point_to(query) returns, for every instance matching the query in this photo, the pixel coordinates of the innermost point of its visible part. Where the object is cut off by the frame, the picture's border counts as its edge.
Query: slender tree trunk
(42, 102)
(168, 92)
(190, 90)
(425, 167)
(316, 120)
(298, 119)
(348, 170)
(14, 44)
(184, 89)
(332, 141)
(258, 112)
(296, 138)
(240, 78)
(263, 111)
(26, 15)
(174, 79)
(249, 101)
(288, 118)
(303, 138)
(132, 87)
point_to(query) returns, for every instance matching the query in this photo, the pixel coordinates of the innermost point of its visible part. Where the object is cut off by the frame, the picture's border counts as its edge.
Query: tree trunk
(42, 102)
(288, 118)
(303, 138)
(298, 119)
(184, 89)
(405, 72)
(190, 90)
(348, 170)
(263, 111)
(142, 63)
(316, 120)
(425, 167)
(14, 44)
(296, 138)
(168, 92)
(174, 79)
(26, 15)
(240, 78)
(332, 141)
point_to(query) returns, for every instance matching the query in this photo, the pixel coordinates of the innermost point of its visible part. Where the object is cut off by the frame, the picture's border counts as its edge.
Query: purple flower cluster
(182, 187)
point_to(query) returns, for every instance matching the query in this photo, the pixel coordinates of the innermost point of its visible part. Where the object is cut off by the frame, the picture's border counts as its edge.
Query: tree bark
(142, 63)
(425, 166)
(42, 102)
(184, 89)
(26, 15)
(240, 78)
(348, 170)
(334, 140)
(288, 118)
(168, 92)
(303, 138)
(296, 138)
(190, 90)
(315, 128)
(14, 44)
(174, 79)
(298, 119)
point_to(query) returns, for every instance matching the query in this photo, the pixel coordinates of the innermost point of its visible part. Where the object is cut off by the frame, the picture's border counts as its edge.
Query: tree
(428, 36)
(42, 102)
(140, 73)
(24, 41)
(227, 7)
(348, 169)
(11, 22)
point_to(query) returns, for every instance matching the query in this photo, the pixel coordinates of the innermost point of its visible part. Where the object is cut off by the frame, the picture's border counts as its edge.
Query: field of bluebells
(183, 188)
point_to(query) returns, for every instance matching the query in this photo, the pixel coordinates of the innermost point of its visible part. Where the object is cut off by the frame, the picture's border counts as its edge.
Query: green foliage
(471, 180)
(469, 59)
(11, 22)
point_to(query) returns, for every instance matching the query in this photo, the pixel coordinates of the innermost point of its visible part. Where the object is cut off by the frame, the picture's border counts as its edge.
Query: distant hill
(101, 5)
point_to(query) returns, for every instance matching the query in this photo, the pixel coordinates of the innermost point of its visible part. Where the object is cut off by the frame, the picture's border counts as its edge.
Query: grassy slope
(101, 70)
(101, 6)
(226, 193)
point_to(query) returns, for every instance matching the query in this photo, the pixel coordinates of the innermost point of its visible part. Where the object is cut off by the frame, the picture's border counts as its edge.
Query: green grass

·····

_Exercise task:_ How many lines in the data above contain the string "trunk"? Case counts. Give only the number.

_Task result:_ 2